*Task directions:*
Could you reproduce the records word for word, from their start through the line holding "463 152 L 468", inclusive? Leave the pictures out of your copy.
┌────────
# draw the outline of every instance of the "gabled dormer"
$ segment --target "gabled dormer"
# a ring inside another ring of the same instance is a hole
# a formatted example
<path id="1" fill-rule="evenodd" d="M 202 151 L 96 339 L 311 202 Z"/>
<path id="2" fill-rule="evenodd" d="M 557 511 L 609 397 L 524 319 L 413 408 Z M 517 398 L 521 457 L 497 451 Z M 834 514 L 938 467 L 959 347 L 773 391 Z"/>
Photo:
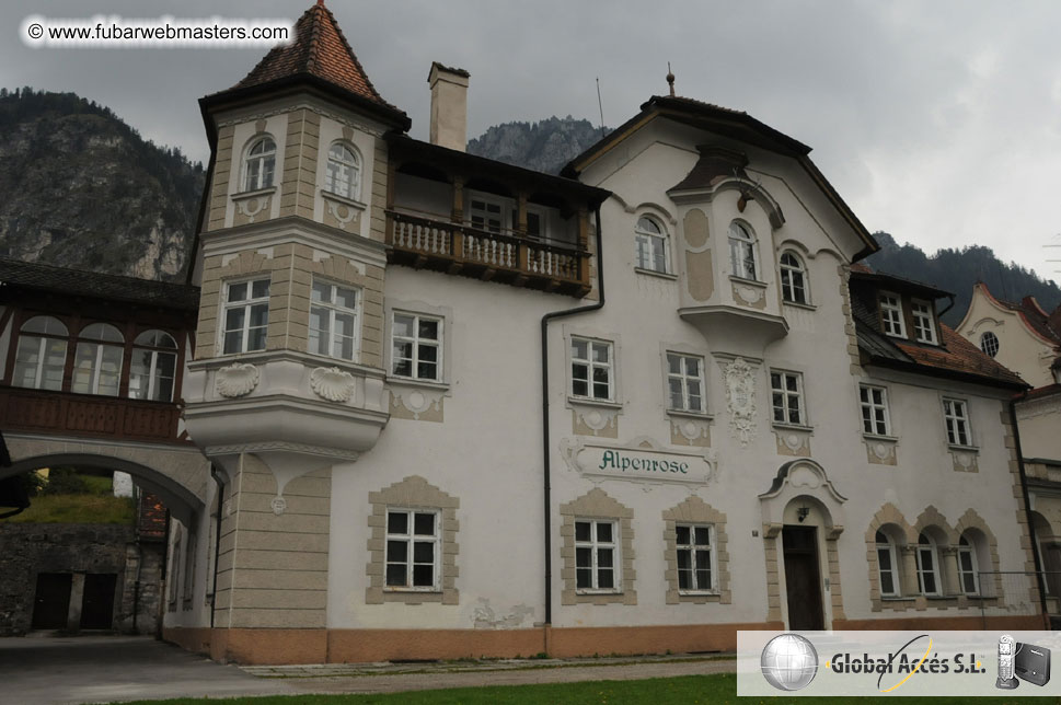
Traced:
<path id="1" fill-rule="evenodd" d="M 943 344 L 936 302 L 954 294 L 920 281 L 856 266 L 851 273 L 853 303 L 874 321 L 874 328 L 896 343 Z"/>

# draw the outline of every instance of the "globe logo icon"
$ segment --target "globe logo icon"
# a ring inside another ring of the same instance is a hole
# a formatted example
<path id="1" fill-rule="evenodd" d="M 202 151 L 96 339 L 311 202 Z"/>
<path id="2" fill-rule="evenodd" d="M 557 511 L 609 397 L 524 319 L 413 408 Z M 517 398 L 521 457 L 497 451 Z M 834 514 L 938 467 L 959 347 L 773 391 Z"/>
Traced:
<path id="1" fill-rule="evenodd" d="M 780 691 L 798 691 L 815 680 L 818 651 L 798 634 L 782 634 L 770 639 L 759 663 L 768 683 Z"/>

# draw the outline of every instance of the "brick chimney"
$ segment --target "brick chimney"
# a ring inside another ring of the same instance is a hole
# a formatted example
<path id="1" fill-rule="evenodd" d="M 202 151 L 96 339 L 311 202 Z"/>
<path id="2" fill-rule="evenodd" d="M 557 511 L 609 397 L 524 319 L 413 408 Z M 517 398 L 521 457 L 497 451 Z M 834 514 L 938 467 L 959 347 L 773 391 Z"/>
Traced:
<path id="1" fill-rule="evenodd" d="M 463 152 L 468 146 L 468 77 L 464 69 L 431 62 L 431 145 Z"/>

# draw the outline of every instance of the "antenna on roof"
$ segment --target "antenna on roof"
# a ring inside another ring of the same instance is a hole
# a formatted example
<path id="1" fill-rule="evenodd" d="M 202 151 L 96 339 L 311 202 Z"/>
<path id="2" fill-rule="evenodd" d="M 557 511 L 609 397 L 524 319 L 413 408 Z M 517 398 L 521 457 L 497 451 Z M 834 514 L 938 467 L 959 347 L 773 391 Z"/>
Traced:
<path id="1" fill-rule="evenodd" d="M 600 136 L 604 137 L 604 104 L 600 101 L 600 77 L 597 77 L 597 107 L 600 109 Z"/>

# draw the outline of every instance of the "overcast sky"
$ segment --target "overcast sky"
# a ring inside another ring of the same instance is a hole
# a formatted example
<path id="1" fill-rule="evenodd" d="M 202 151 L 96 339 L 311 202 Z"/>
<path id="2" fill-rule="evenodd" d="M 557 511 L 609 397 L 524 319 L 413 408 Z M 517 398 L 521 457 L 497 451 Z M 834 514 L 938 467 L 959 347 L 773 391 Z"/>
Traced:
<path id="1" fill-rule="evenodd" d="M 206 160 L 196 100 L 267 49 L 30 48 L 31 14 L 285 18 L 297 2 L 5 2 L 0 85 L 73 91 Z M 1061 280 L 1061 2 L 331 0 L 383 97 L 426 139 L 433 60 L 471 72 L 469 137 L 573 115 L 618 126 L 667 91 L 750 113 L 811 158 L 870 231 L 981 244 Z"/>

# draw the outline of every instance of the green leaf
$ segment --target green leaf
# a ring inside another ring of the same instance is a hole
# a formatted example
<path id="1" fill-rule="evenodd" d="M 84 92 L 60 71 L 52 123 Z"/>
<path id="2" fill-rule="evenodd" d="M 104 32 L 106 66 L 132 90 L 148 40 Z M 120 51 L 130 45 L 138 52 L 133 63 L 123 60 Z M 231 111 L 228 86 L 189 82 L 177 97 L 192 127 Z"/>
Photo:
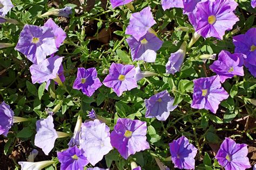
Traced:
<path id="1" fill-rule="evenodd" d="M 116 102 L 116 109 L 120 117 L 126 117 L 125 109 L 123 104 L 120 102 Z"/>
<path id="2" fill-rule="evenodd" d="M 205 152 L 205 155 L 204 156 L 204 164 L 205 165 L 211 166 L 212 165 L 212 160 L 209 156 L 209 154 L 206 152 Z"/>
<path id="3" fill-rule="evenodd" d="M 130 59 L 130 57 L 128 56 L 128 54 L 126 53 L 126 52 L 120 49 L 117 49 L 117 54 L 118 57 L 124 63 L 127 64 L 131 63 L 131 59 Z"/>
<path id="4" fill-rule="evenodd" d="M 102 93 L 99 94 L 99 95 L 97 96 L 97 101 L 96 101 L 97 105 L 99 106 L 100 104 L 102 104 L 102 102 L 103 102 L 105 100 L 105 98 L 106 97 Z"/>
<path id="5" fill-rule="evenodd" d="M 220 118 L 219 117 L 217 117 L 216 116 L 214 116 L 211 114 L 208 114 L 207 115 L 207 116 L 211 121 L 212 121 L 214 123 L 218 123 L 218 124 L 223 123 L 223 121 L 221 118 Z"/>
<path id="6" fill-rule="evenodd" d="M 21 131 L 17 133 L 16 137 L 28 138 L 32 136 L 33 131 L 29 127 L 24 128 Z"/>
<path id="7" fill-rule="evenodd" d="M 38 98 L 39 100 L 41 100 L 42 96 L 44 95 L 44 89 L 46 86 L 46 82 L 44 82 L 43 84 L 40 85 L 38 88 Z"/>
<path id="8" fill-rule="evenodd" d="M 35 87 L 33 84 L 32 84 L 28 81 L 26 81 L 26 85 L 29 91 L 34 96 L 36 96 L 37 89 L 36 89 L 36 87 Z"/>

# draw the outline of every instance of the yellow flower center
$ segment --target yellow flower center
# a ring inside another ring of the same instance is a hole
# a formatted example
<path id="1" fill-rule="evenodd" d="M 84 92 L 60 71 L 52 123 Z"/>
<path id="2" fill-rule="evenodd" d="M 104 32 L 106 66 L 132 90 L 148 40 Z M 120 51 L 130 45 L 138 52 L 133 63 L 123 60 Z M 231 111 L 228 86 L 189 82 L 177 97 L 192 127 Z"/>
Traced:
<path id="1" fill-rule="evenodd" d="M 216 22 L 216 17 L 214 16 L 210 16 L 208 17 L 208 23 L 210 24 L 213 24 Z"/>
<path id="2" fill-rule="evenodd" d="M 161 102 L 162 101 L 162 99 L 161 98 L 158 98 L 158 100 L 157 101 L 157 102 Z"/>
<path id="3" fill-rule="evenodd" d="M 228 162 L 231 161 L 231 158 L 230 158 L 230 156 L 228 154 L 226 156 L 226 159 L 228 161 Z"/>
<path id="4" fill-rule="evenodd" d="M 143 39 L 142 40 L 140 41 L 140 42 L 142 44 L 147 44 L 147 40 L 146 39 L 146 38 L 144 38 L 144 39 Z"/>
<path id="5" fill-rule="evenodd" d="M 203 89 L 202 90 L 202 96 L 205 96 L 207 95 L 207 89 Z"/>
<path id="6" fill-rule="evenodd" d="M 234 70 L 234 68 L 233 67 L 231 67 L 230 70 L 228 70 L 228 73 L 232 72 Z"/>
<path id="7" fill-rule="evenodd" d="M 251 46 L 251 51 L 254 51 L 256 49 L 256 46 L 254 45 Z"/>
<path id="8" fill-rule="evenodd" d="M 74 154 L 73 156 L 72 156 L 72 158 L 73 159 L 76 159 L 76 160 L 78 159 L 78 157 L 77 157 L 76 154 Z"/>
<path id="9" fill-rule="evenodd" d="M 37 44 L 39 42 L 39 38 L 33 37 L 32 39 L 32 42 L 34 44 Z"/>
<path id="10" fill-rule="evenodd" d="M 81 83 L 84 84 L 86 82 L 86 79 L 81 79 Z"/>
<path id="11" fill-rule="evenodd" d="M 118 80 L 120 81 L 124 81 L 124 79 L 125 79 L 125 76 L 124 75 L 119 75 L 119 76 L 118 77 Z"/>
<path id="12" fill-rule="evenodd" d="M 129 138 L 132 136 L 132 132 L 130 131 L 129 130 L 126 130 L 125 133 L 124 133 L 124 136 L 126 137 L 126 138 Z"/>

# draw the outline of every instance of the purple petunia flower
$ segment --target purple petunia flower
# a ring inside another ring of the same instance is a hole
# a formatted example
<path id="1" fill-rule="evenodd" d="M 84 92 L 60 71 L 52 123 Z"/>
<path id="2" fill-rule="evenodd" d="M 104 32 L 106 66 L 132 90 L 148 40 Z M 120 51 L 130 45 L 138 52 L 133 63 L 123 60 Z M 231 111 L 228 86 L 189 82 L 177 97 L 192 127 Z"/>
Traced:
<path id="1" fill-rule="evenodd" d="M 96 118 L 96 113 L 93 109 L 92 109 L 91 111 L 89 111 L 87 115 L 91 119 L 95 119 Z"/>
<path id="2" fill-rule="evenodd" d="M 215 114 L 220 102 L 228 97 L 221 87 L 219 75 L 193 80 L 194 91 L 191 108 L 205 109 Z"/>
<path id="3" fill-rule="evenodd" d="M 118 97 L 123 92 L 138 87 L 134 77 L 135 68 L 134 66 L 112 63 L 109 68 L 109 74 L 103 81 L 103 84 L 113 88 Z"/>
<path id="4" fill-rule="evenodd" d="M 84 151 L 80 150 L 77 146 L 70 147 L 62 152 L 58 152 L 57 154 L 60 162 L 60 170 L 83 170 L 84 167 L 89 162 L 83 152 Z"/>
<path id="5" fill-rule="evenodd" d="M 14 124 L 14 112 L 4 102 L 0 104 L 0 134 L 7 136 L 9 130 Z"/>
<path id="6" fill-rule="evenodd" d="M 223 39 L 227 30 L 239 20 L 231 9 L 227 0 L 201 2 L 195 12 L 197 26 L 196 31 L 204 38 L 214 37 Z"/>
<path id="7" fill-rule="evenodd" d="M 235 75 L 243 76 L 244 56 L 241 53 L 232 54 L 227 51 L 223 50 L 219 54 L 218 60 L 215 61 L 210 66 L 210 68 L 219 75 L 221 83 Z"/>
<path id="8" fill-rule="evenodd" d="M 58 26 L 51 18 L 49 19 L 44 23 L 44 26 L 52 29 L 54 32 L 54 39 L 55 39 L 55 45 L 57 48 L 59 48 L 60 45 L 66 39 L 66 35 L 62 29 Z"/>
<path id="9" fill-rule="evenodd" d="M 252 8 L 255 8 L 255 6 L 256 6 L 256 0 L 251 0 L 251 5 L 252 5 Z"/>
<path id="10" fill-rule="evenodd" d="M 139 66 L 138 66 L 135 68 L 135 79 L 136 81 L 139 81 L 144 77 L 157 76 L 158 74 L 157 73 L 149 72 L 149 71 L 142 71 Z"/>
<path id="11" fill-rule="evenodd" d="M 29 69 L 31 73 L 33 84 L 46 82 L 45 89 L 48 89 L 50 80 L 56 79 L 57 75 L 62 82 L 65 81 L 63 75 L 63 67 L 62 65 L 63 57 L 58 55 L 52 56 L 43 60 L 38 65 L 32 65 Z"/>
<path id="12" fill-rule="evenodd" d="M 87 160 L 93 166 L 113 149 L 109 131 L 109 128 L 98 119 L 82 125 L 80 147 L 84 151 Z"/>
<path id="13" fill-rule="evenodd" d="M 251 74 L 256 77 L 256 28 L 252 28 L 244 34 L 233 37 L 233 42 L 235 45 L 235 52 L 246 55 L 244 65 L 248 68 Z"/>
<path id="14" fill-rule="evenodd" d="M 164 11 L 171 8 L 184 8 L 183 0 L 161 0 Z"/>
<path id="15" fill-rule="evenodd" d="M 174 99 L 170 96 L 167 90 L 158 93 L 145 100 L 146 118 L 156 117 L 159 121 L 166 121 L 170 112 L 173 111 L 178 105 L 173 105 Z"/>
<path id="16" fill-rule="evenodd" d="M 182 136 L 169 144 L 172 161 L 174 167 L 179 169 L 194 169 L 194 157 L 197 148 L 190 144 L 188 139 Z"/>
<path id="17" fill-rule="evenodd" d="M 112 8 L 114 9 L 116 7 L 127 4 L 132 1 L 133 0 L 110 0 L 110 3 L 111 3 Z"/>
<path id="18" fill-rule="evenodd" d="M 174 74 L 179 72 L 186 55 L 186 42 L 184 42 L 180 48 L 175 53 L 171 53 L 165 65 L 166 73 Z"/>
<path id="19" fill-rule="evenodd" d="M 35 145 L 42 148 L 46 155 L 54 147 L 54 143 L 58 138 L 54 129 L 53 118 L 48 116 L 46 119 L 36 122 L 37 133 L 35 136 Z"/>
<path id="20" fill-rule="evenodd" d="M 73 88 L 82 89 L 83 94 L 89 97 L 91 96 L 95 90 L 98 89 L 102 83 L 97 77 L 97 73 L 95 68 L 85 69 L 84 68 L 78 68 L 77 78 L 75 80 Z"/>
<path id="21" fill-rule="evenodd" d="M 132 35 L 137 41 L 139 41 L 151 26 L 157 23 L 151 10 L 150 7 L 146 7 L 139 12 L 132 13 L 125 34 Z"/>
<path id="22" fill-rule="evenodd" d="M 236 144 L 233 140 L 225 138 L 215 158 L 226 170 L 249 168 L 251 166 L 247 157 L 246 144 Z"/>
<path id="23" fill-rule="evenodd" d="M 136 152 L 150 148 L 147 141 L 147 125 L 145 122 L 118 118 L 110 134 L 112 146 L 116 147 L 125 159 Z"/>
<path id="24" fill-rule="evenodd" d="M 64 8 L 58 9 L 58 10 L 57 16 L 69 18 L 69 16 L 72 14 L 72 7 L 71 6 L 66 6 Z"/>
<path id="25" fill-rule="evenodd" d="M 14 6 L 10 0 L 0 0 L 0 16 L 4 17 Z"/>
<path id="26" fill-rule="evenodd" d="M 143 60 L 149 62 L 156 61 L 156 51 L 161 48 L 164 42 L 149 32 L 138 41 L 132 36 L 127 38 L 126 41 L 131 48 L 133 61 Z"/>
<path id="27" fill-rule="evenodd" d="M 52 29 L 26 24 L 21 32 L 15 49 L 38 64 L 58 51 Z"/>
└────────
*Result below:*
# draw the outline of every instance of the "gabled dormer"
$ segment --target "gabled dormer"
# a ring inside another ring of the same instance is a hole
# a formatted example
<path id="1" fill-rule="evenodd" d="M 202 151 L 96 339 L 311 202 Z"/>
<path id="2" fill-rule="evenodd" d="M 557 511 L 609 397 L 524 319 L 413 408 Z M 517 398 L 521 457 L 497 451 Z M 834 514 L 938 467 L 959 347 L 773 391 Z"/>
Photo:
Traced:
<path id="1" fill-rule="evenodd" d="M 943 344 L 936 302 L 954 294 L 920 281 L 856 266 L 851 273 L 853 303 L 874 321 L 874 328 L 896 343 Z"/>

# draw the outline of every instance of the "globe logo icon"
$ segment --target "globe logo icon"
# a ring inside another ring of the same instance is a hole
# a formatted example
<path id="1" fill-rule="evenodd" d="M 202 151 L 96 339 L 311 202 Z"/>
<path id="2" fill-rule="evenodd" d="M 557 511 L 609 397 L 524 319 L 413 408 Z M 517 398 L 521 457 L 497 451 Z M 834 514 L 938 467 L 959 347 L 773 391 Z"/>
Traced:
<path id="1" fill-rule="evenodd" d="M 780 691 L 798 691 L 815 680 L 818 651 L 798 634 L 782 634 L 770 639 L 759 663 L 768 683 Z"/>

# draw the outline of every instance of the "brick chimney"
$ segment --target "brick chimney"
# a ring inside another ring of the same instance is a hole
# a formatted example
<path id="1" fill-rule="evenodd" d="M 202 151 L 96 339 L 311 202 Z"/>
<path id="2" fill-rule="evenodd" d="M 557 511 L 609 397 L 524 319 L 413 408 Z M 517 398 L 521 457 L 497 451 Z M 834 514 L 938 467 L 959 347 L 773 391 Z"/>
Traced:
<path id="1" fill-rule="evenodd" d="M 463 152 L 468 146 L 468 77 L 464 69 L 431 62 L 431 145 Z"/>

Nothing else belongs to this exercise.